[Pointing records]
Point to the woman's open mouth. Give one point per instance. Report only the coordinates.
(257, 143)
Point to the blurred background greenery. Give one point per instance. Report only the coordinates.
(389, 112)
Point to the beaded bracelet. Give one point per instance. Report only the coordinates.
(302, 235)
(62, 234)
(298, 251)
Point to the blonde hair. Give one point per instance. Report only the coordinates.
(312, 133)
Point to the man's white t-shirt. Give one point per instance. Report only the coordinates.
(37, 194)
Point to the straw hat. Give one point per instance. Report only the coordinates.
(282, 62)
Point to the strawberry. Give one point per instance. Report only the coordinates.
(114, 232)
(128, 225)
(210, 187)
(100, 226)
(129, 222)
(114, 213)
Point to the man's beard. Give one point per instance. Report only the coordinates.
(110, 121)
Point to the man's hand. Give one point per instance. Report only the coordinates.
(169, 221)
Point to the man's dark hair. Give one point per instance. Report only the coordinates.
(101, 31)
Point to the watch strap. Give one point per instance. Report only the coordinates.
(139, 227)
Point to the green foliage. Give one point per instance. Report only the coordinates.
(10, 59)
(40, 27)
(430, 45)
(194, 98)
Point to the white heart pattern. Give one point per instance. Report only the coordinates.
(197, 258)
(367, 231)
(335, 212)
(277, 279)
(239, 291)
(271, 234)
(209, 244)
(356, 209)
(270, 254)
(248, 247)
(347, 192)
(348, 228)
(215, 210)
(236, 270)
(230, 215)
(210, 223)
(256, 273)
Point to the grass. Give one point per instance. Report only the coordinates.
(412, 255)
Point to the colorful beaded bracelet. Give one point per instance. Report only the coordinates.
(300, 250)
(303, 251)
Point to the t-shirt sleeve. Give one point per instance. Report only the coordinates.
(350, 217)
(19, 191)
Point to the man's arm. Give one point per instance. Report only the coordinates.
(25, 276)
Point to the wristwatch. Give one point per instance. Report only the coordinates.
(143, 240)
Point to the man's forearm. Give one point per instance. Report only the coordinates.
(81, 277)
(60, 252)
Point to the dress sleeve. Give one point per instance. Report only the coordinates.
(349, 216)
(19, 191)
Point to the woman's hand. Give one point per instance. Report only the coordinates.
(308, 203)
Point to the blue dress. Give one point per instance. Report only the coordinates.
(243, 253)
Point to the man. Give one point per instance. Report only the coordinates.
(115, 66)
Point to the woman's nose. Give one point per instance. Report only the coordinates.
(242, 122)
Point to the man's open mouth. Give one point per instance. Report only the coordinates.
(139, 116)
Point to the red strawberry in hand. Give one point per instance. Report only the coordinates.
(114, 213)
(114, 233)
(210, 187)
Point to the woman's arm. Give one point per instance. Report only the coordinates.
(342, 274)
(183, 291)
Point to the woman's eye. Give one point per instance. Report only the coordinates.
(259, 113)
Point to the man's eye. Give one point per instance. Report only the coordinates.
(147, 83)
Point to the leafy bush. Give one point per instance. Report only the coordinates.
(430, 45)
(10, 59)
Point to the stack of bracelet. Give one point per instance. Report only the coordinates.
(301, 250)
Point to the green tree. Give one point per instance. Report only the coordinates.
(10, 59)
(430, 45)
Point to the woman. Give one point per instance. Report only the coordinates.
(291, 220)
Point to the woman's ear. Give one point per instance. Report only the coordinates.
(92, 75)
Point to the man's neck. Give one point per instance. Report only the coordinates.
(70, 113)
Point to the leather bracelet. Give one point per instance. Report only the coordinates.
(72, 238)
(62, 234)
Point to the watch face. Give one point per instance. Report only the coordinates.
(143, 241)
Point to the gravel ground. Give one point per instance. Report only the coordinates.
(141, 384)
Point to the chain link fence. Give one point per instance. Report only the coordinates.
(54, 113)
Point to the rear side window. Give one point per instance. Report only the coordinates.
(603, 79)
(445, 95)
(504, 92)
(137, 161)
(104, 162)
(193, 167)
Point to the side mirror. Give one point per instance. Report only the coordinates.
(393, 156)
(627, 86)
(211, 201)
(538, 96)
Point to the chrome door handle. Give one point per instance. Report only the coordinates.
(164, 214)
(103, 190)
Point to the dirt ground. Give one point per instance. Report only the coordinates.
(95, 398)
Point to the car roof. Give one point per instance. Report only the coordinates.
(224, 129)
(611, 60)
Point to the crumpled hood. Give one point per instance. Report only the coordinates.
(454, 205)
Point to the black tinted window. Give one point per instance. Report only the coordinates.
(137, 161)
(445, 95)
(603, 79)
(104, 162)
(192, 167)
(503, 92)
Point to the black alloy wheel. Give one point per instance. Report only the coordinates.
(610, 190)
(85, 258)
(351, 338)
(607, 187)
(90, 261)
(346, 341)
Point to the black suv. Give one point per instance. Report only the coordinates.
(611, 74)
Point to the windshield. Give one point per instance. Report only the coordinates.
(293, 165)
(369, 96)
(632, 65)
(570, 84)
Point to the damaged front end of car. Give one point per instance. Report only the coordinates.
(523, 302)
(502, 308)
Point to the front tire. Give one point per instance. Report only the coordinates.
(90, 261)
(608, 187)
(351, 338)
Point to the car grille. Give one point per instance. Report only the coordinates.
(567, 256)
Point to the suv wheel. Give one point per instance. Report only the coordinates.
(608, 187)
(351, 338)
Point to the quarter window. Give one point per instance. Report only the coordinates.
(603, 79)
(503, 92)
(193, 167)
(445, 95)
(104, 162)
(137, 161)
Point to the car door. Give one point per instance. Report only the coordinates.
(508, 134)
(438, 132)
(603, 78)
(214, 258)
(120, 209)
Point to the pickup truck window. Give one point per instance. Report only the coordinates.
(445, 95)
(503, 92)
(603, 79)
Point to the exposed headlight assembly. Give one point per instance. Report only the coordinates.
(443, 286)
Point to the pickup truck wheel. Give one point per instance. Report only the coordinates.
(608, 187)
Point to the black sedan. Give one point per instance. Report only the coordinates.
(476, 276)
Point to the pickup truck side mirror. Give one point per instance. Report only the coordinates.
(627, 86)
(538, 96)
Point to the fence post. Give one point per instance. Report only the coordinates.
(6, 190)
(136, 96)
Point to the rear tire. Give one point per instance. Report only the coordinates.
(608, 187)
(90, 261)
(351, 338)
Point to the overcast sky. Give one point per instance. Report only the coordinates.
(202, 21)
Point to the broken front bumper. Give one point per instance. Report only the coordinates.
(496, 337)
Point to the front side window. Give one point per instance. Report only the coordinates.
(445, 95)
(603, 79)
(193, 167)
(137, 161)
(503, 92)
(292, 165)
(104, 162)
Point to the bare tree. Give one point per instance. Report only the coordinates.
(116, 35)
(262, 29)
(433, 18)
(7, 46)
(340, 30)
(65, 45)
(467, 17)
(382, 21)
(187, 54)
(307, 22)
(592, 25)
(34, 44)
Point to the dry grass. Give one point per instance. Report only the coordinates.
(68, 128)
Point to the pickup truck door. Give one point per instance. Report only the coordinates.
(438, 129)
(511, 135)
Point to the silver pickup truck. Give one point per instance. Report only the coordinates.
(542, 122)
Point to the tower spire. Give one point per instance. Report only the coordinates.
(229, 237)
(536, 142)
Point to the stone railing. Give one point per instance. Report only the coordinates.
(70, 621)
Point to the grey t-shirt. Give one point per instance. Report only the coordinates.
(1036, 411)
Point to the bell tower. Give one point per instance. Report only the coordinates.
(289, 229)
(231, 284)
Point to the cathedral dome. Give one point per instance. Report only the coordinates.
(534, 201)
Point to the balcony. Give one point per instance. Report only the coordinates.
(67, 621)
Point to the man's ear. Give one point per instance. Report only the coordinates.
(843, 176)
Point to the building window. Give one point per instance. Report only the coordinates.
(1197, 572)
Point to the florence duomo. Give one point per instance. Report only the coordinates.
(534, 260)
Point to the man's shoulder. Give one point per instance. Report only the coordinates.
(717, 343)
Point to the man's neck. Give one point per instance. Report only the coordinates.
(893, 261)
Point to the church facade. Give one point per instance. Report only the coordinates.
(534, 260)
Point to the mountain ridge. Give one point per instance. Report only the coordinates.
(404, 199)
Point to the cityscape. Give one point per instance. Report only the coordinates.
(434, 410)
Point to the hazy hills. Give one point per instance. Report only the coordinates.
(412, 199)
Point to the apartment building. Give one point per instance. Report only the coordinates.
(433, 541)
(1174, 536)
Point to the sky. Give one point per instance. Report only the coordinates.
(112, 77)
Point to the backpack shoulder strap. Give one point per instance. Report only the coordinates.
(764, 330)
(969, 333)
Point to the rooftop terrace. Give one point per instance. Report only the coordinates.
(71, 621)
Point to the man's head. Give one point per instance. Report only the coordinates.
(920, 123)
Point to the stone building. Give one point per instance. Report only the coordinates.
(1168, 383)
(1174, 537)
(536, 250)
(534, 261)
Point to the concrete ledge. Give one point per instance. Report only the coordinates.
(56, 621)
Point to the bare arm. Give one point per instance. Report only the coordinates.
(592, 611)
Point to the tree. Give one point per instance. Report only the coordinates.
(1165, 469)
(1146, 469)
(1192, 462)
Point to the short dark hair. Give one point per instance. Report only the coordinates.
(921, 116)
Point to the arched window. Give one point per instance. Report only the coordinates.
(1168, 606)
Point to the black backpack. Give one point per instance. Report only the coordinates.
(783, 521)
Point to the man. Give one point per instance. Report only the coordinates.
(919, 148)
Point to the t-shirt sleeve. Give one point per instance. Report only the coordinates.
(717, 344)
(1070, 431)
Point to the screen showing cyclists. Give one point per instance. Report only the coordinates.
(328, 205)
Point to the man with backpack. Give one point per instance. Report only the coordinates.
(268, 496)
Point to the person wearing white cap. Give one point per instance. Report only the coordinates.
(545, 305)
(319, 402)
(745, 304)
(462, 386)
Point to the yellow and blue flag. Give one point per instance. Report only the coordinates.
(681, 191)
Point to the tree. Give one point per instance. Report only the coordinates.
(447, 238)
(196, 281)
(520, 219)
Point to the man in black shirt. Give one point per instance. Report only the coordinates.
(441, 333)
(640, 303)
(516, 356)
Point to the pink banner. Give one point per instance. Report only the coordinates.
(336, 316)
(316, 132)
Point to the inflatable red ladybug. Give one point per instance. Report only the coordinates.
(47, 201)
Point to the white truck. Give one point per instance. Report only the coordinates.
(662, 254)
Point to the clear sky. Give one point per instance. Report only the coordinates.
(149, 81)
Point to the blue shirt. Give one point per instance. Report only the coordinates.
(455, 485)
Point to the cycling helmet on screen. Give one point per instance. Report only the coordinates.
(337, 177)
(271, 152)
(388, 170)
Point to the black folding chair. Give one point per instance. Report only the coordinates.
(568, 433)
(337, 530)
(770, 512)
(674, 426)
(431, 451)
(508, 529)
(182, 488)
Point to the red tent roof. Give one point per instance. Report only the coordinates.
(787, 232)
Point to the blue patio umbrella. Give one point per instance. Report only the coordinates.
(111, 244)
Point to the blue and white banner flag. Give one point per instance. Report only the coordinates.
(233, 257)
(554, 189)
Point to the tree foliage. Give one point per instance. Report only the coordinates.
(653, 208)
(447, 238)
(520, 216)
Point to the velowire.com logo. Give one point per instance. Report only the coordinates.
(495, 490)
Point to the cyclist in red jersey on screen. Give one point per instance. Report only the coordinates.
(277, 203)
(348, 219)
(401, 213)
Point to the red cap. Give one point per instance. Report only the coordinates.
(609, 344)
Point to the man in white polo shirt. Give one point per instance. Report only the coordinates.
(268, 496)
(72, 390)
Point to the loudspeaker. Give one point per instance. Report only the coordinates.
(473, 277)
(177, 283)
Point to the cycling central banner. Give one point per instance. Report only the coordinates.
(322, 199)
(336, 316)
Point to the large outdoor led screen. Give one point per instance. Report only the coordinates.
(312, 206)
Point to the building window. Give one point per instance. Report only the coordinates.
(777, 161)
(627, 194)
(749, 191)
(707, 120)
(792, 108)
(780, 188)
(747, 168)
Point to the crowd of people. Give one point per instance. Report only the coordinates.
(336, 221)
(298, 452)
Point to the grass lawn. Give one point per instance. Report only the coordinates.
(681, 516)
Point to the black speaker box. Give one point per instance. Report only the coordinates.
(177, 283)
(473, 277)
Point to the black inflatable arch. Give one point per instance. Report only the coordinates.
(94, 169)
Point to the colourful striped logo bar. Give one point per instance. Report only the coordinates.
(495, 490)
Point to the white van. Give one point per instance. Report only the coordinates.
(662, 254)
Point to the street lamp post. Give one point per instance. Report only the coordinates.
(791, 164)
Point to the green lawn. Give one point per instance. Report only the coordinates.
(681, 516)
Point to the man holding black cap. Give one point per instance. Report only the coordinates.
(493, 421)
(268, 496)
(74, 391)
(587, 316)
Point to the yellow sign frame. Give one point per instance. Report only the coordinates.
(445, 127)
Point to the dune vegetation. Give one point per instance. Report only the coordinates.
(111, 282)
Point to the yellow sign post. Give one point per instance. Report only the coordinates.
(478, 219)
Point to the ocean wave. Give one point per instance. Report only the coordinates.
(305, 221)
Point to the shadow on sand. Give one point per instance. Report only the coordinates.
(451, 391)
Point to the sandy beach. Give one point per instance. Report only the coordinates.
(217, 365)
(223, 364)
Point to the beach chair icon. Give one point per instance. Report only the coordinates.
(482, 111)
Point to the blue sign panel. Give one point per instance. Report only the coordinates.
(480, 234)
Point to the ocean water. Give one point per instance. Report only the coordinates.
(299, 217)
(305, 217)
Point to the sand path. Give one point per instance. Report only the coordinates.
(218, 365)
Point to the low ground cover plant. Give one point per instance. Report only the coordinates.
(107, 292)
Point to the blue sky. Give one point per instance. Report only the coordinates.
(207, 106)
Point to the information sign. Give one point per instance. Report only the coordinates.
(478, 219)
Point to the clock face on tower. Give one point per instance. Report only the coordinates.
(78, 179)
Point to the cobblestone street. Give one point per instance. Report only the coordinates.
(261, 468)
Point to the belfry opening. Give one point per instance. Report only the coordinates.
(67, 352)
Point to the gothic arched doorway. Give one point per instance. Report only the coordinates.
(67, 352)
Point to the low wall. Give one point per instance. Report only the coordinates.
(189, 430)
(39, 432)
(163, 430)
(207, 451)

*Aim of the task*. Your task is to write out the lines from the one with "Point to the information" through the end of the records, exactly and with nothing added.

*Task result*.
Point to the information sign. Give one point per instance. Report only the coordinates.
(478, 219)
Point to the clock face on tower. Give one point per instance. Report only the coordinates.
(78, 179)
Point to the cobblestone street. Give one point per instance. Report only the coordinates.
(261, 468)
Point to the belfry opening. Give one point per instance. Report only the coordinates.
(67, 352)
Point to the gothic arched doorway. Give one point per instance. Report only the coordinates.
(67, 352)
Point to the low wall. Give one point per instance. Report only the coordinates.
(189, 430)
(39, 432)
(163, 430)
(207, 451)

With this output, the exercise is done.